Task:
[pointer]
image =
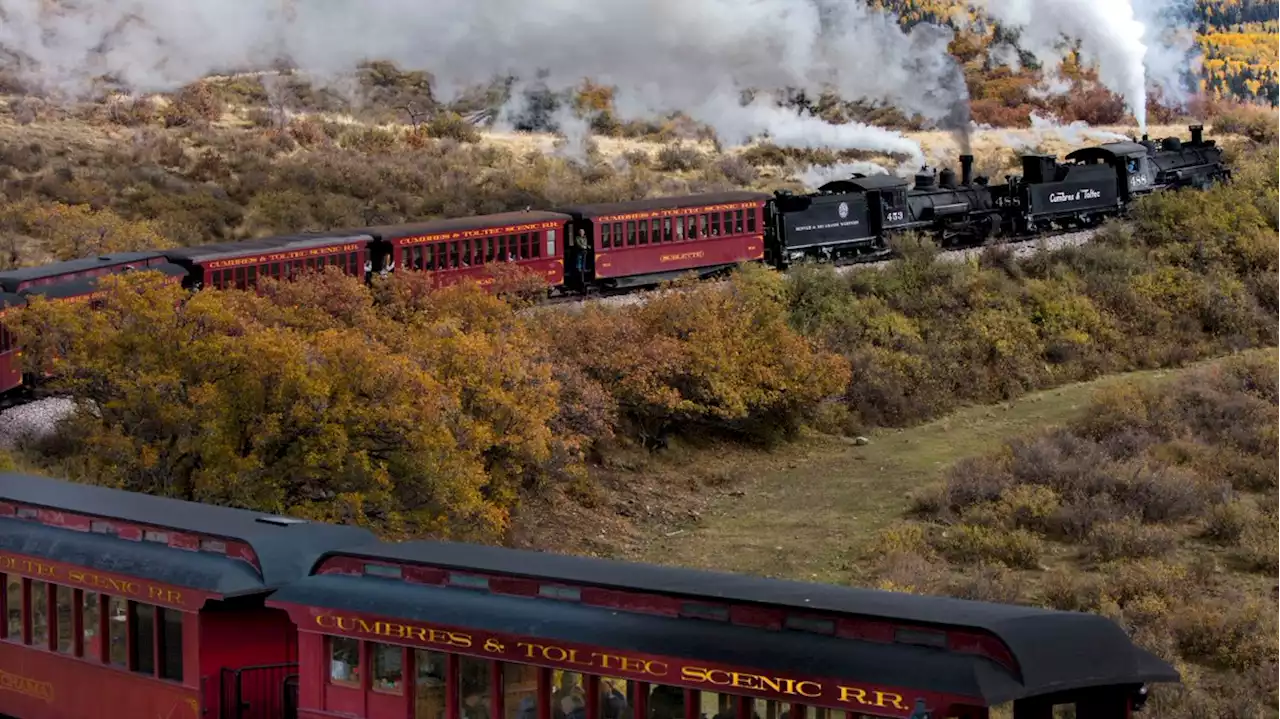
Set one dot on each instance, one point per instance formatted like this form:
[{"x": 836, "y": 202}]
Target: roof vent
[
  {"x": 280, "y": 521},
  {"x": 920, "y": 637}
]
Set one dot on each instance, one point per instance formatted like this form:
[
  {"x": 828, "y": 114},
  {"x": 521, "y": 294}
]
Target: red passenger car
[
  {"x": 10, "y": 365},
  {"x": 237, "y": 265},
  {"x": 652, "y": 241},
  {"x": 470, "y": 247},
  {"x": 443, "y": 631},
  {"x": 119, "y": 605}
]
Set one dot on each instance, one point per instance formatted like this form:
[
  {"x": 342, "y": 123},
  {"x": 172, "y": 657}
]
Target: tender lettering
[
  {"x": 26, "y": 686},
  {"x": 868, "y": 697},
  {"x": 1074, "y": 196},
  {"x": 828, "y": 225}
]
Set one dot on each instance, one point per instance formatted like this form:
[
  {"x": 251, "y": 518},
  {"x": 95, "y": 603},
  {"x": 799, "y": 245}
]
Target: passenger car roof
[
  {"x": 458, "y": 224},
  {"x": 263, "y": 246},
  {"x": 1052, "y": 649},
  {"x": 664, "y": 204},
  {"x": 284, "y": 550}
]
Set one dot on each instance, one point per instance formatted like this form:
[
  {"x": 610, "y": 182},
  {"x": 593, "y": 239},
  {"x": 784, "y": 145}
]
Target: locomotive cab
[{"x": 1129, "y": 161}]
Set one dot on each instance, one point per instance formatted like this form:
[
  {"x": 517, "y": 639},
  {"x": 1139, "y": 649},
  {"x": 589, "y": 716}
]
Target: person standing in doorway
[{"x": 580, "y": 247}]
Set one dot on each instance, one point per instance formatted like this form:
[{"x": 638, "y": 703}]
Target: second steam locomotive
[{"x": 859, "y": 215}]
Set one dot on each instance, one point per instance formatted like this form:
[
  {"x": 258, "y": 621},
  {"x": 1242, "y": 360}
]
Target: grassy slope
[{"x": 805, "y": 512}]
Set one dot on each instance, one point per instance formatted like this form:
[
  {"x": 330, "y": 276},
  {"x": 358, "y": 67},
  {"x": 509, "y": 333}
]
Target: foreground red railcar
[
  {"x": 647, "y": 242},
  {"x": 464, "y": 248},
  {"x": 446, "y": 631},
  {"x": 119, "y": 605},
  {"x": 124, "y": 605}
]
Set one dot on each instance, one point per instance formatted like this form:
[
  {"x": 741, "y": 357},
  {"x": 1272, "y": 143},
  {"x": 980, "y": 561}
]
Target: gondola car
[
  {"x": 645, "y": 242},
  {"x": 78, "y": 283},
  {"x": 55, "y": 273}
]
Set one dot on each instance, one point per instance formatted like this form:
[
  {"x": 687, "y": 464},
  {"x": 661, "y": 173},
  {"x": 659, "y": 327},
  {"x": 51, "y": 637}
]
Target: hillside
[{"x": 1239, "y": 39}]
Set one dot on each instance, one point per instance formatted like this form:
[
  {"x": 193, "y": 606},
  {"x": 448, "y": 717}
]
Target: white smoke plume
[
  {"x": 1134, "y": 44},
  {"x": 818, "y": 175},
  {"x": 1043, "y": 129},
  {"x": 661, "y": 55}
]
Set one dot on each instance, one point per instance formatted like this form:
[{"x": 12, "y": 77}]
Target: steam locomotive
[{"x": 858, "y": 216}]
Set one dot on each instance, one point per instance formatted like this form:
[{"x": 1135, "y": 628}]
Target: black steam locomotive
[{"x": 856, "y": 218}]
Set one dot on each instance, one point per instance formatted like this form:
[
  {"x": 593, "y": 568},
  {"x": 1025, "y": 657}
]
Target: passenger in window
[
  {"x": 574, "y": 706},
  {"x": 475, "y": 706},
  {"x": 613, "y": 701},
  {"x": 580, "y": 247},
  {"x": 666, "y": 703}
]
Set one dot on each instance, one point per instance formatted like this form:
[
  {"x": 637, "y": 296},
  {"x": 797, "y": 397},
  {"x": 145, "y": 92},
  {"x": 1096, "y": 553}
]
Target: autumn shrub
[
  {"x": 78, "y": 230},
  {"x": 309, "y": 399},
  {"x": 1260, "y": 124},
  {"x": 718, "y": 358},
  {"x": 197, "y": 102},
  {"x": 1130, "y": 539},
  {"x": 676, "y": 156}
]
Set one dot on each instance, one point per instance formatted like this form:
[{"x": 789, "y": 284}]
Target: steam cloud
[
  {"x": 661, "y": 55},
  {"x": 1130, "y": 41}
]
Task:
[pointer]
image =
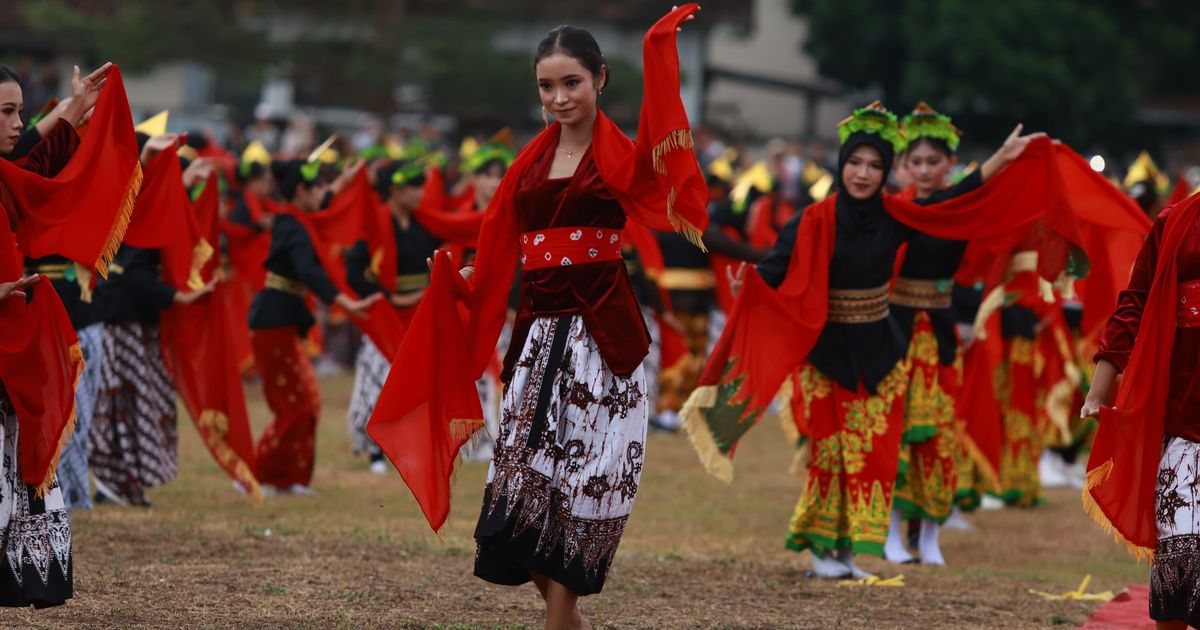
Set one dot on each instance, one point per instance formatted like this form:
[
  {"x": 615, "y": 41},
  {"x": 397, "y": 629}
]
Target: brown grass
[{"x": 696, "y": 555}]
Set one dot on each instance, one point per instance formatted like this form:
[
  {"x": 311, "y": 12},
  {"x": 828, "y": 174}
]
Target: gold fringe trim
[
  {"x": 67, "y": 431},
  {"x": 201, "y": 256},
  {"x": 991, "y": 477},
  {"x": 117, "y": 234},
  {"x": 675, "y": 139},
  {"x": 801, "y": 462},
  {"x": 1095, "y": 478},
  {"x": 786, "y": 419},
  {"x": 693, "y": 415},
  {"x": 217, "y": 425}
]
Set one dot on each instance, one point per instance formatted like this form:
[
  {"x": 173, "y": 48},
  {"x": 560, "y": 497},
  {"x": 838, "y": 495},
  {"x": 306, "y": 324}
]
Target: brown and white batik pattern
[
  {"x": 577, "y": 485},
  {"x": 73, "y": 462},
  {"x": 370, "y": 372},
  {"x": 36, "y": 565},
  {"x": 135, "y": 436},
  {"x": 1175, "y": 573}
]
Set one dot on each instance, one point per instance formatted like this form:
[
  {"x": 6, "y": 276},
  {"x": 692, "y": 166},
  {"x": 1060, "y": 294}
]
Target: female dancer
[
  {"x": 570, "y": 449},
  {"x": 921, "y": 304},
  {"x": 279, "y": 321},
  {"x": 1143, "y": 475},
  {"x": 49, "y": 208},
  {"x": 831, "y": 329}
]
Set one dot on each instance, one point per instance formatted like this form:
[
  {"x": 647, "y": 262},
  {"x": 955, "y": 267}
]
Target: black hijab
[{"x": 862, "y": 214}]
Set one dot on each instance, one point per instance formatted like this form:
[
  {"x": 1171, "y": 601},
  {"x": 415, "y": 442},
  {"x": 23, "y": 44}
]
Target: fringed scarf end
[
  {"x": 1095, "y": 478},
  {"x": 117, "y": 235},
  {"x": 702, "y": 441}
]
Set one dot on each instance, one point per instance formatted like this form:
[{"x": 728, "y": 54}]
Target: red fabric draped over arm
[
  {"x": 429, "y": 406},
  {"x": 83, "y": 210},
  {"x": 1123, "y": 466}
]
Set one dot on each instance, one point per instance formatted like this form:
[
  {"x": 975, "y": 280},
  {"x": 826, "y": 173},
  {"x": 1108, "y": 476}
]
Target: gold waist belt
[
  {"x": 858, "y": 306},
  {"x": 277, "y": 282},
  {"x": 412, "y": 282},
  {"x": 681, "y": 279},
  {"x": 925, "y": 294}
]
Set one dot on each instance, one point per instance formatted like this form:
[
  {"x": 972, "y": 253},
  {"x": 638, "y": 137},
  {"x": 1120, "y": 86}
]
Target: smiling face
[
  {"x": 928, "y": 166},
  {"x": 863, "y": 174},
  {"x": 568, "y": 90},
  {"x": 11, "y": 108}
]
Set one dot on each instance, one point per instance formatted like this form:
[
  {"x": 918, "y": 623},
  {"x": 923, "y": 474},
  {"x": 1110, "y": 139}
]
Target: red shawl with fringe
[
  {"x": 429, "y": 406},
  {"x": 203, "y": 361},
  {"x": 771, "y": 331},
  {"x": 81, "y": 213},
  {"x": 1123, "y": 467}
]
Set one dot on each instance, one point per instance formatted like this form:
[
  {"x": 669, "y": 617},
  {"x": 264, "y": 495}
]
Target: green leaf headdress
[
  {"x": 925, "y": 123},
  {"x": 873, "y": 119}
]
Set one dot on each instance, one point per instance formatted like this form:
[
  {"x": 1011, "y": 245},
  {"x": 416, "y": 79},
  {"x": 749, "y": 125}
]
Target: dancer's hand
[
  {"x": 689, "y": 18},
  {"x": 192, "y": 297},
  {"x": 357, "y": 307},
  {"x": 157, "y": 144},
  {"x": 736, "y": 279},
  {"x": 17, "y": 288}
]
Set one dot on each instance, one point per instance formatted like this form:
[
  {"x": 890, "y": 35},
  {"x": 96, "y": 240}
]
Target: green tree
[{"x": 1077, "y": 70}]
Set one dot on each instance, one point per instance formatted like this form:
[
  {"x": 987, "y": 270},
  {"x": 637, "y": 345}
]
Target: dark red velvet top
[
  {"x": 1117, "y": 339},
  {"x": 599, "y": 292}
]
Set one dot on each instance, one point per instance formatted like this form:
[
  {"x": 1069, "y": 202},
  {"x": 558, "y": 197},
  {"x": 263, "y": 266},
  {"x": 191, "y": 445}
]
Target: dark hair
[
  {"x": 579, "y": 45},
  {"x": 9, "y": 76},
  {"x": 936, "y": 144}
]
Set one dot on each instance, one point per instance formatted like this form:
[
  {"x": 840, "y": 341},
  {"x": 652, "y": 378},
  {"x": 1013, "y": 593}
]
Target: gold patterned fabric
[{"x": 855, "y": 442}]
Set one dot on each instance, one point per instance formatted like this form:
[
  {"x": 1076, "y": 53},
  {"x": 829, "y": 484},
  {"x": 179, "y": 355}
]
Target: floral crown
[
  {"x": 925, "y": 123},
  {"x": 873, "y": 119}
]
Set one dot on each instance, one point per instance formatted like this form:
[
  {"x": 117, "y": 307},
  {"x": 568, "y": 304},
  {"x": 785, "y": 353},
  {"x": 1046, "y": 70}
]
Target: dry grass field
[{"x": 696, "y": 555}]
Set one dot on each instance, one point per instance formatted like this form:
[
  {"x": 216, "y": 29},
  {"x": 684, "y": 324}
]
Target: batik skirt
[
  {"x": 73, "y": 462},
  {"x": 567, "y": 466},
  {"x": 36, "y": 569},
  {"x": 1175, "y": 573},
  {"x": 928, "y": 475},
  {"x": 370, "y": 372},
  {"x": 287, "y": 450},
  {"x": 853, "y": 437},
  {"x": 135, "y": 433}
]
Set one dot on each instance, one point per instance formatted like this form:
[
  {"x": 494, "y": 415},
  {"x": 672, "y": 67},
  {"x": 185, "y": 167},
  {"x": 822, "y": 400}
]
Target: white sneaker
[
  {"x": 958, "y": 521},
  {"x": 991, "y": 503},
  {"x": 826, "y": 565},
  {"x": 1051, "y": 471},
  {"x": 847, "y": 558}
]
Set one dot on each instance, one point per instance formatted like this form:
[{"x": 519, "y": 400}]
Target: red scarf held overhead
[
  {"x": 1123, "y": 467},
  {"x": 1113, "y": 227},
  {"x": 769, "y": 333},
  {"x": 82, "y": 213},
  {"x": 204, "y": 365},
  {"x": 429, "y": 406}
]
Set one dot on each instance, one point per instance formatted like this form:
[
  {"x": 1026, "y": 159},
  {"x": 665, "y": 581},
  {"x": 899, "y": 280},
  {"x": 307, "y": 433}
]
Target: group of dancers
[{"x": 925, "y": 330}]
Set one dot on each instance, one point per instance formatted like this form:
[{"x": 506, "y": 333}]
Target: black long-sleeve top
[
  {"x": 414, "y": 246},
  {"x": 292, "y": 256},
  {"x": 933, "y": 258},
  {"x": 133, "y": 291},
  {"x": 863, "y": 256}
]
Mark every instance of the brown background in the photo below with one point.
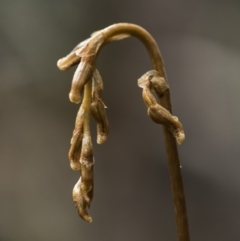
(200, 43)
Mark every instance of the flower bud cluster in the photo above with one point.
(86, 82)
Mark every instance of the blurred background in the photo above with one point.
(200, 44)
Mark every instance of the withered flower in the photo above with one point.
(153, 81)
(87, 81)
(98, 108)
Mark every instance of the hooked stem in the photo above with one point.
(165, 101)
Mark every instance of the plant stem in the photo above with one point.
(170, 143)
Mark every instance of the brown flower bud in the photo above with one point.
(68, 61)
(81, 76)
(153, 80)
(80, 202)
(76, 141)
(98, 108)
(160, 115)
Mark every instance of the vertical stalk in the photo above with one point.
(170, 143)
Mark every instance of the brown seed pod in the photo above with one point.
(76, 141)
(81, 76)
(98, 108)
(160, 115)
(80, 203)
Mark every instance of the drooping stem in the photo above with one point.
(170, 143)
(86, 103)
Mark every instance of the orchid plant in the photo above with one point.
(87, 89)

WHAT THE TASK REQUIRES
Copy exactly the lines from the one containing "Mark every instance of the brown background" through the last line of the records above, including both, and omit every picture.

WORKED SOLUTION
Mark every instance of the brown background in the photo below with one point.
(200, 43)
Mark every instance of the flower bud cluster in the photo above with one point.
(86, 82)
Mark every instance of the blurred background in the photo above with one point.
(200, 44)
Mark every instance of the withered flower in the photo above with one point.
(153, 81)
(87, 81)
(98, 108)
Mark every instance of the hooked stem in the photo above with one point.
(165, 101)
Mark every instance of the plant stem in the photo above with one point.
(170, 143)
Mark every instance of the brown flower bud in the photo above with one point.
(68, 61)
(81, 76)
(153, 80)
(80, 202)
(76, 141)
(98, 108)
(160, 115)
Mark every instance of the vertical stalk in the photo above with one point.
(170, 143)
Mark every instance of the brown seed pod in the photo above with one point.
(76, 141)
(81, 76)
(98, 108)
(160, 115)
(80, 203)
Mark every instance of the drooping stem in the photo above with one point.
(170, 143)
(86, 103)
Mark every instance of the orchid plant in the photo above with one point.
(87, 89)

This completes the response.